Using the information:
1 – Translate this sentence from the piece on hidden people costs into Spanish: "Communication and inclusion cost almost nothing."
2 – Reproduce word for word the passage of the piece on hidden people costs starting at "Yet these unseen" and ending at "are actually engaged.".
3 – Answer these questions from the piece on hidden people costs.
(a) According to Gallup's 2025 report, what percentage of UK employees are engaged?
(b) On average, up to how much less productivity do disengaged employees deliver?
(c) What three costs of engagement does the piece list?

Not all costs are visible. And when they’re invisible, they rarely have focus so there’s no plan to manage them. Why would there be?

Yet these unseen costs hit your P&L every day. They build slowly through a succession of people decisions made without full awareness of their impact.

Take recruitment: you make a hire without advertising it internally or involving the team. The skills judgement might be sound, but the implementation creates friction.

You amplify a mood that echoes:

“There’s no opportunity here.”
“Loyalty is one way.”
“Hard work goes unnoticed.”

At that point, you no longer have a team. You have an atmosphere of "them and us".

Gallup’s 2025 State of the Global Workforce report gives a blunt assessment of work in the UK; asserting only 10% of employees are actually engaged.

Disengaged employees deliver, on average, up to 14% less in productivity. That means a business with an engaged team could run the same operation with at least 10% fewer people or 10% less cost.

What would that do to your P&L? 😮🤯

Where do you start? Communication and inclusion cost almost nothing.
If you trip up here, it’s a self-inflicted own goal that will drain productivity.

Engagement does have a cost however; a good HR advisor, fair remuneration, recognition. But this is still cheaper than churn, absenteeism, rework, retraining and lost output.

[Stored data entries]
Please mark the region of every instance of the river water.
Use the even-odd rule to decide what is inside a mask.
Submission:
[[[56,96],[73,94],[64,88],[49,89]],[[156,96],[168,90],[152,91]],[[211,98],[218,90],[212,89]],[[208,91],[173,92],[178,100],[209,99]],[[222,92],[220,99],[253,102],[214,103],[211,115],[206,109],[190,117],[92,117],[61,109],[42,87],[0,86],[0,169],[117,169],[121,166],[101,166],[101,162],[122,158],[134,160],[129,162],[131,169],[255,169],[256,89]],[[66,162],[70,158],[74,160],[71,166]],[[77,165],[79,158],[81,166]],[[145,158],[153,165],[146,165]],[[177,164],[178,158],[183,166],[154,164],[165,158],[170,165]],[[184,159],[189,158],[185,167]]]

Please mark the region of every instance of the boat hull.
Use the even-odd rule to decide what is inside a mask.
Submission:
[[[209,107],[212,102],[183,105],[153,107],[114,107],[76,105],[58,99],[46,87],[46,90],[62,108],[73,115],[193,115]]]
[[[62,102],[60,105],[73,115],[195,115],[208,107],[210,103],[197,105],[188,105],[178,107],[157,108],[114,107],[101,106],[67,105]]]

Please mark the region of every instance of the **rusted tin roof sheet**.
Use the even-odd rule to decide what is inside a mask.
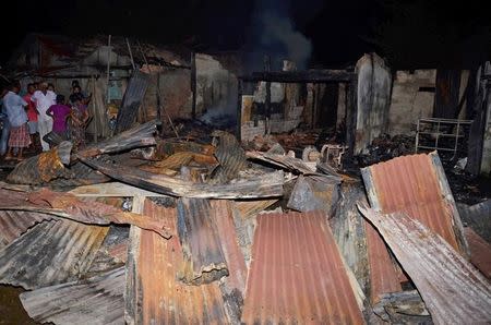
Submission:
[[[143,212],[177,229],[175,208],[145,201]],[[129,324],[227,324],[216,282],[188,286],[176,279],[183,263],[177,237],[132,227],[127,264],[125,321]]]
[[[32,212],[0,210],[0,249],[45,219],[43,214]]]
[[[445,240],[405,213],[360,210],[415,282],[435,324],[491,322],[491,284]]]
[[[324,176],[299,176],[295,183],[288,208],[307,213],[323,210],[328,215],[339,200],[339,182]]]
[[[323,213],[258,216],[242,322],[363,323]]]
[[[97,159],[84,159],[83,161],[113,179],[171,196],[196,198],[278,197],[283,195],[285,182],[282,171],[240,179],[227,184],[205,184],[193,183],[166,174],[154,174],[110,161]]]
[[[466,252],[457,239],[464,238],[460,218],[435,153],[380,162],[363,168],[362,176],[373,208],[406,213]]]
[[[218,230],[212,219],[212,205],[205,198],[180,198],[177,206],[178,233],[184,263],[179,277],[202,285],[228,275]]]
[[[470,263],[487,278],[491,279],[491,244],[469,227],[464,228],[464,233],[469,243]]]
[[[237,241],[231,203],[225,200],[214,200],[211,204],[211,217],[216,227],[218,241],[229,273],[227,277],[221,278],[223,285],[220,289],[230,320],[232,323],[238,324],[242,313],[248,268]]]
[[[0,251],[0,282],[36,289],[83,276],[108,227],[70,220],[38,224]]]
[[[124,267],[21,293],[28,315],[55,324],[124,324]]]

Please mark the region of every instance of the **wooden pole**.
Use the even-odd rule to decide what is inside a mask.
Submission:
[[[191,106],[191,117],[196,118],[196,55],[191,53],[191,92],[193,93],[193,101]]]
[[[109,73],[111,67],[111,36],[107,40],[107,81],[106,81],[106,101],[109,104]]]
[[[127,46],[128,46],[128,51],[130,52],[131,65],[133,67],[133,70],[136,70],[136,67],[134,65],[134,60],[133,60],[133,52],[131,51],[130,40],[128,39],[128,37],[127,37]]]

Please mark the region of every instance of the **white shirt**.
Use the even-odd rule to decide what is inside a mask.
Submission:
[[[47,120],[49,117],[46,115],[46,111],[51,105],[57,104],[57,94],[51,91],[46,91],[45,95],[41,91],[36,91],[31,97],[31,100],[36,104],[36,108],[39,111],[39,118],[41,120]]]
[[[27,115],[25,113],[24,106],[27,106],[21,96],[13,92],[7,93],[3,97],[3,106],[7,110],[7,116],[9,117],[9,122],[12,127],[19,128],[25,122],[27,122]]]

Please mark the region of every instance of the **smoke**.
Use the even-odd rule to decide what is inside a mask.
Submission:
[[[307,1],[309,2],[309,1]],[[251,21],[248,68],[261,71],[264,56],[272,60],[272,70],[279,70],[284,59],[306,69],[312,53],[312,43],[297,29],[288,0],[256,0]],[[307,10],[313,8],[307,5]]]

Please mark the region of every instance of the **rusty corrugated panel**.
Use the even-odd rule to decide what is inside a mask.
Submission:
[[[232,323],[239,323],[242,314],[243,293],[248,277],[248,267],[237,241],[231,203],[225,200],[214,200],[212,204],[212,220],[216,226],[218,241],[221,246],[229,275],[223,278],[220,286],[225,304]]]
[[[491,198],[471,206],[458,203],[457,207],[462,221],[491,243]]]
[[[388,255],[382,238],[370,224],[367,231],[367,252],[370,268],[370,301],[375,304],[384,293],[402,291],[397,269]]]
[[[144,215],[123,212],[120,208],[100,202],[87,204],[71,193],[41,189],[29,193],[28,200],[31,203],[39,204],[40,206],[49,203],[52,209],[44,208],[41,212],[51,213],[75,221],[95,225],[129,224],[155,231],[165,238],[170,238],[171,236],[164,225]],[[22,209],[23,207],[19,208]]]
[[[491,322],[491,284],[422,221],[360,208],[415,282],[435,324]]]
[[[246,152],[240,146],[236,136],[224,131],[215,131],[212,134],[218,137],[215,157],[220,164],[217,167],[212,183],[225,183],[239,176],[239,171],[247,168]]]
[[[0,249],[45,219],[43,214],[32,212],[0,210]]]
[[[363,168],[370,205],[385,214],[406,213],[465,252],[455,231],[460,222],[458,212],[435,159],[440,164],[436,154],[411,155]]]
[[[242,322],[363,323],[323,213],[258,216]]]
[[[469,227],[464,228],[464,233],[469,243],[470,263],[491,279],[491,245]]]
[[[0,251],[0,282],[36,289],[83,276],[108,227],[43,221]]]
[[[73,172],[65,168],[70,164],[72,143],[64,141],[46,153],[19,162],[7,177],[14,184],[39,185],[58,178],[73,178]]]
[[[175,208],[145,201],[143,212],[177,229]],[[127,264],[125,321],[129,324],[228,324],[216,282],[188,286],[176,279],[183,263],[177,237],[132,228]]]
[[[227,263],[212,219],[212,205],[205,198],[180,198],[177,206],[178,233],[183,260],[179,278],[202,285],[228,275]]]
[[[124,267],[86,280],[20,294],[36,322],[55,324],[124,324]]]
[[[172,196],[199,198],[258,198],[283,195],[284,173],[275,171],[262,176],[240,179],[227,184],[193,183],[165,174],[154,174],[135,168],[97,159],[85,159],[85,164],[105,174],[147,191]]]
[[[360,202],[367,202],[361,182],[343,182],[339,204],[328,222],[339,252],[368,296],[370,273],[366,220],[356,206]]]
[[[145,96],[148,82],[149,75],[147,73],[141,72],[137,69],[133,71],[116,120],[116,133],[127,131],[135,122],[136,113]]]
[[[302,213],[323,210],[331,215],[338,200],[339,181],[323,176],[300,174],[287,207]]]

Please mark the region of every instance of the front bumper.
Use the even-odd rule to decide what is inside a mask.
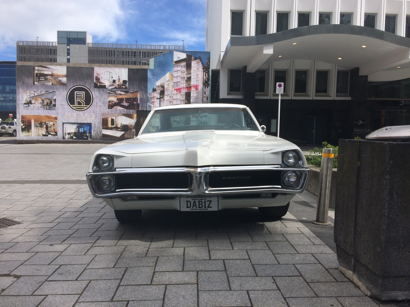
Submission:
[[[280,172],[281,178],[283,172],[294,171],[299,174],[299,181],[294,187],[287,187],[281,184],[276,185],[258,185],[227,187],[212,187],[209,185],[210,174],[213,172],[238,172],[247,171],[271,171]],[[87,174],[87,182],[93,195],[97,198],[111,198],[127,196],[229,196],[251,193],[285,193],[296,194],[301,193],[306,187],[309,179],[308,168],[283,167],[280,165],[255,165],[205,167],[151,167],[144,168],[119,168],[114,172],[91,172]],[[113,191],[102,192],[96,183],[95,176],[102,175],[116,175],[126,174],[154,173],[188,173],[190,182],[189,186],[184,189],[117,189]],[[238,173],[239,174],[239,173]],[[272,174],[274,174],[272,173]]]

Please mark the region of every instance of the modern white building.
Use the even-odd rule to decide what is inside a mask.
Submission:
[[[410,124],[408,37],[408,0],[208,0],[211,101],[275,135],[284,82],[281,136],[302,144]]]

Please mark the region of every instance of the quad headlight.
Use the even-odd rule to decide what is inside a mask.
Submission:
[[[101,155],[97,160],[97,165],[103,171],[109,171],[114,165],[114,160],[109,155]]]

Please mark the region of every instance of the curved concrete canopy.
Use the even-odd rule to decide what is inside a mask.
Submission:
[[[221,67],[240,69],[246,65],[248,72],[253,72],[264,63],[290,59],[315,60],[348,69],[359,67],[362,75],[400,66],[409,70],[401,74],[410,76],[410,38],[348,25],[319,25],[264,35],[232,36]]]

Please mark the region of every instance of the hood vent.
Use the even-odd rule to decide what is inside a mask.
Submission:
[[[199,130],[198,131],[186,131],[186,133],[190,133],[192,132],[215,132],[215,131],[212,130]]]

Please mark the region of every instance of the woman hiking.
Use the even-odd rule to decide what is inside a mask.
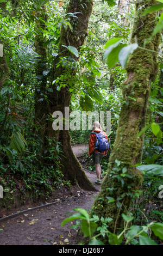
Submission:
[[[109,143],[108,142],[108,138],[105,132],[102,130],[101,125],[100,123],[96,121],[93,124],[93,132],[91,133],[90,142],[89,142],[89,155],[90,156],[91,154],[93,154],[93,164],[95,166],[95,170],[96,173],[97,178],[97,181],[96,181],[96,184],[100,185],[101,184],[101,180],[103,178],[102,173],[101,173],[101,167],[100,165],[100,162],[102,159],[103,157],[104,156],[106,156],[107,155],[107,152],[109,150]],[[106,144],[106,151],[101,151],[99,150],[97,147],[96,147],[97,144],[97,136],[98,135],[102,135],[103,138],[103,141],[105,141],[104,143]],[[97,137],[98,137],[97,135]],[[104,139],[104,137],[105,138]],[[106,145],[107,144],[107,145]]]

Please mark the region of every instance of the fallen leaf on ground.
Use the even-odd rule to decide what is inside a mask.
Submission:
[[[22,221],[17,221],[17,222],[18,223],[23,223],[24,222],[24,220],[23,220]]]
[[[39,220],[38,218],[34,219],[34,220],[33,220],[32,221],[30,221],[30,222],[28,223],[28,224],[29,224],[29,225],[33,225],[33,224],[36,223],[38,220]]]
[[[65,243],[69,243],[69,240],[67,238],[66,238],[66,239],[64,240],[64,242]]]

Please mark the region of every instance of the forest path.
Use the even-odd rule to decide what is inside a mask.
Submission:
[[[80,156],[87,150],[85,145],[73,147],[74,154]],[[96,175],[84,170],[95,185]],[[96,185],[99,190],[101,186]],[[74,213],[76,208],[89,210],[92,208],[98,191],[86,191],[73,187],[71,191],[59,190],[58,198],[47,204],[25,205],[8,218],[0,218],[0,245],[77,245],[77,232],[71,228],[76,220],[61,227],[62,221]],[[15,211],[15,212],[14,212]],[[55,247],[55,252],[59,247]]]
[[[74,146],[72,146],[72,149],[76,157],[79,157],[80,156],[82,156],[82,155],[85,152],[88,152],[89,145],[85,145],[84,144],[80,145],[76,145]]]

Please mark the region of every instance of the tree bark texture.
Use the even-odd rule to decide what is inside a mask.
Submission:
[[[34,133],[39,133],[42,139],[42,154],[45,150],[46,142],[46,126],[48,114],[48,106],[46,98],[47,92],[47,76],[43,76],[43,71],[46,70],[47,46],[44,46],[46,39],[43,36],[43,32],[46,29],[45,22],[47,21],[46,5],[40,7],[40,10],[35,14],[37,22],[35,25],[36,35],[35,38],[35,52],[40,56],[39,60],[37,63],[35,69],[37,77],[37,86],[35,89],[35,126]]]
[[[142,16],[145,9],[153,5],[153,1],[136,4],[136,15],[131,42],[136,39],[143,47],[153,32],[155,12]],[[138,133],[145,127],[150,84],[158,72],[157,52],[160,42],[158,33],[146,46],[148,50],[137,48],[130,55],[126,70],[127,78],[121,84],[123,96],[113,151],[109,160],[109,170],[101,191],[92,207],[92,213],[100,217],[110,217],[113,220],[109,229],[116,233],[122,224],[122,213],[127,214],[134,191],[142,181],[142,173],[135,166],[141,163],[143,135]],[[109,197],[114,202],[108,203]]]
[[[62,26],[60,32],[60,44],[58,56],[56,58],[53,80],[61,77],[64,75],[65,86],[62,86],[60,90],[57,90],[58,84],[54,83],[52,88],[53,93],[50,93],[48,96],[49,102],[49,113],[53,114],[55,111],[62,112],[65,116],[65,107],[68,107],[71,97],[71,93],[69,91],[70,87],[76,87],[75,80],[76,69],[62,66],[61,65],[56,68],[60,58],[71,57],[76,61],[79,58],[72,54],[66,47],[62,46],[71,46],[76,47],[78,52],[80,47],[85,42],[87,34],[87,27],[89,19],[92,11],[93,1],[86,0],[70,0],[67,13],[74,13],[78,18],[69,17],[69,22],[71,28],[67,26],[65,28]],[[52,121],[49,120],[48,124],[47,135],[48,138],[55,137],[56,141],[59,141],[62,145],[63,157],[61,159],[61,170],[65,179],[71,180],[77,184],[82,188],[88,190],[96,190],[92,183],[89,180],[83,170],[82,167],[74,155],[71,145],[71,138],[68,130],[54,131],[52,129]]]

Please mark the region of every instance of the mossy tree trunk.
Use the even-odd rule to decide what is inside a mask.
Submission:
[[[139,2],[131,42],[135,38],[139,46],[143,46],[145,39],[151,36],[155,26],[155,12],[142,16],[145,9],[154,4],[153,1]],[[102,184],[101,191],[92,207],[92,213],[99,217],[110,217],[109,230],[116,233],[122,224],[122,213],[126,214],[142,181],[142,173],[134,165],[141,163],[143,136],[138,133],[145,127],[148,108],[150,84],[158,72],[157,52],[159,33],[148,42],[146,48],[134,51],[127,63],[127,78],[122,84],[123,103],[122,103],[118,126],[113,151],[109,160],[109,170]],[[114,199],[108,203],[109,198]]]
[[[46,5],[43,5],[42,7],[38,7],[37,11],[35,13],[37,19],[35,25],[35,52],[40,56],[40,58],[35,68],[37,83],[35,88],[35,104],[34,133],[39,133],[42,138],[41,154],[43,154],[45,150],[46,125],[48,114],[48,103],[46,98],[47,76],[43,75],[43,71],[45,71],[47,69],[47,46],[44,46],[46,38],[43,36],[43,31],[46,29],[47,11]],[[42,21],[44,21],[44,22]]]
[[[64,76],[64,83],[65,86],[62,86],[59,91],[57,90],[57,86],[60,84],[54,83],[52,87],[53,93],[49,94],[48,101],[49,102],[49,114],[56,111],[60,111],[63,116],[65,116],[65,107],[68,107],[71,93],[69,91],[70,87],[76,87],[75,68],[62,66],[61,65],[56,68],[56,64],[60,60],[60,58],[70,57],[76,61],[79,58],[72,54],[66,47],[62,45],[73,46],[78,52],[80,47],[85,42],[85,38],[87,34],[87,27],[89,19],[92,11],[93,1],[86,0],[70,0],[67,8],[67,13],[74,13],[75,17],[69,17],[69,22],[71,28],[64,26],[61,28],[60,44],[58,51],[58,56],[55,60],[54,69],[53,80],[58,77],[60,78]],[[81,165],[74,155],[71,145],[71,138],[68,130],[65,130],[64,126],[62,130],[54,131],[52,129],[52,121],[49,120],[47,127],[47,136],[49,138],[55,137],[56,141],[59,141],[62,145],[64,156],[62,157],[61,163],[61,170],[65,179],[70,180],[77,184],[82,188],[87,190],[95,190],[95,188],[87,178]]]

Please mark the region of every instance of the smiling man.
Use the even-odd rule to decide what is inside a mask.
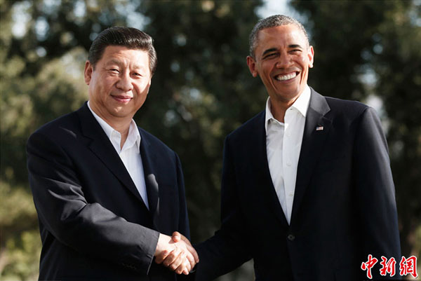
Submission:
[[[29,184],[43,247],[40,280],[175,281],[153,263],[176,256],[188,274],[189,235],[177,154],[133,119],[156,68],[152,39],[112,27],[93,42],[85,64],[89,101],[39,128],[27,143]]]
[[[196,247],[196,280],[251,258],[256,281],[362,280],[369,254],[400,260],[380,122],[361,103],[309,88],[314,58],[293,18],[271,16],[253,29],[247,64],[269,97],[265,110],[225,140],[222,226]],[[380,267],[373,278],[390,278]]]

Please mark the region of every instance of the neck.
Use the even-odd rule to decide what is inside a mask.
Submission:
[[[130,124],[133,117],[115,117],[107,118],[105,114],[102,114],[101,110],[97,109],[92,104],[90,104],[91,109],[95,112],[101,119],[105,121],[108,125],[109,125],[113,129],[119,132],[121,136],[121,141],[120,142],[120,149],[123,148],[127,136],[128,136],[128,129],[130,128]]]
[[[270,97],[270,111],[275,119],[284,122],[285,112],[297,100],[298,97],[289,101],[281,101]]]

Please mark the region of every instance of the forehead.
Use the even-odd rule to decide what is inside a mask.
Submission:
[[[300,45],[304,48],[307,46],[307,39],[295,25],[285,25],[260,30],[257,43],[256,48],[272,44]]]
[[[149,55],[146,50],[129,49],[122,46],[108,46],[104,50],[101,60],[103,63],[109,62],[149,67]]]

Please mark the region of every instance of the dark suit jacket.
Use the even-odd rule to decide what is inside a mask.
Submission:
[[[270,177],[263,111],[225,140],[222,226],[197,246],[196,280],[253,258],[256,280],[355,281],[368,279],[368,254],[380,278],[381,256],[401,258],[394,193],[374,110],[312,89],[290,224]]]
[[[139,131],[149,210],[86,104],[29,137],[40,280],[176,280],[152,259],[159,232],[189,235],[181,165],[174,151]]]

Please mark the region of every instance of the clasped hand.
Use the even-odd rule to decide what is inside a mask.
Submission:
[[[189,240],[179,232],[174,232],[172,237],[160,233],[155,262],[177,274],[188,275],[199,262],[199,256]]]

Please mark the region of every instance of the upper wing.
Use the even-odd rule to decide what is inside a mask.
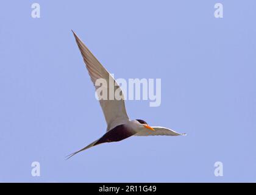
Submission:
[[[111,130],[118,125],[126,123],[129,120],[129,118],[124,105],[124,96],[121,88],[119,88],[119,86],[77,35],[73,30],[72,32],[76,38],[76,43],[83,56],[84,61],[85,63],[91,80],[96,89],[100,87],[99,86],[95,85],[95,82],[97,79],[104,79],[107,82],[107,86],[105,87],[108,93],[108,98],[107,100],[99,100],[99,103],[102,108],[107,124],[107,131]],[[109,83],[115,84],[113,91],[116,91],[117,89],[119,89],[121,94],[121,100],[116,100],[115,97],[114,99],[109,100]],[[102,87],[102,86],[101,86],[101,87]]]
[[[179,133],[174,130],[163,127],[152,127],[155,130],[149,130],[147,129],[143,129],[134,135],[148,136],[148,135],[186,135],[186,133]]]

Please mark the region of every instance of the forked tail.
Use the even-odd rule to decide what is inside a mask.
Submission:
[[[77,153],[79,153],[79,152],[80,152],[84,151],[85,151],[85,150],[86,150],[86,149],[88,149],[88,148],[90,148],[90,147],[93,147],[93,146],[95,146],[94,144],[96,143],[96,142],[97,142],[98,140],[96,140],[96,141],[93,141],[93,143],[90,143],[90,144],[89,145],[88,145],[87,146],[86,146],[86,147],[84,147],[84,148],[81,149],[80,151],[76,151],[76,152],[74,152],[74,153],[72,153],[72,154],[70,154],[69,155],[68,155],[66,157],[66,160],[68,160],[68,159],[69,159],[69,158],[71,158],[73,155],[74,155],[77,154]],[[97,144],[97,145],[98,145],[98,144]]]

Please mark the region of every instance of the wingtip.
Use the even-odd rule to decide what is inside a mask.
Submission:
[[[73,33],[74,36],[77,37],[77,35],[76,34],[76,33],[74,32],[73,30],[71,29],[71,32]]]

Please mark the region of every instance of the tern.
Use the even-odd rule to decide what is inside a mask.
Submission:
[[[99,100],[107,124],[107,132],[99,139],[93,141],[87,146],[68,155],[66,157],[67,159],[93,146],[104,143],[121,141],[132,135],[177,136],[186,135],[186,133],[177,133],[166,127],[151,127],[146,121],[142,119],[130,119],[126,113],[124,96],[120,87],[112,75],[101,64],[82,40],[77,37],[76,33],[73,30],[72,32],[96,90],[99,87],[99,86],[95,85],[97,79],[104,79],[108,83],[110,82],[115,83],[115,91],[119,90],[121,92],[122,98],[118,100],[115,98],[111,100]],[[109,85],[107,85],[107,87],[109,88]]]

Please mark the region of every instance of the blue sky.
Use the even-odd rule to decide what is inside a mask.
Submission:
[[[37,1],[40,18],[34,2],[0,3],[0,182],[256,181],[255,1]],[[131,119],[188,135],[65,160],[107,127],[71,29],[116,78],[162,79],[161,106],[127,101]]]

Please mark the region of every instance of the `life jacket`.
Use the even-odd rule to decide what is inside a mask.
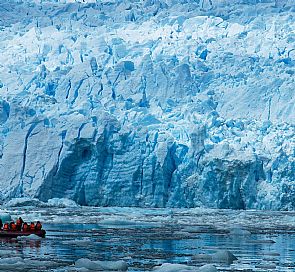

Solutions for each task:
1 – La comunicación y la inclusión no cuestan casi nada.

2 –
Yet these unseen costs hit your P&L every day. They build slowly through a succession of people decisions made without full awareness of their impact.

Take recruitment: you make a hire without advertising it internally or involving the team. The skills judgement might be sound, but the implementation creates friction.

You amplify a mood that echoes:

“There’s no opportunity here.”
“Loyalty is one way.”
“Hard work goes unnoticed.”

At that point, you no longer have a team. You have an atmosphere of "them and us".

Gallup’s 2025 State of the Global Workforce report gives a blunt assessment of work in the UK; asserting only 10% of employees are actually engaged.

3 –
(a) 10%
(b) Up to 14%
(c) A good HR advisor, fair remuneration and recognition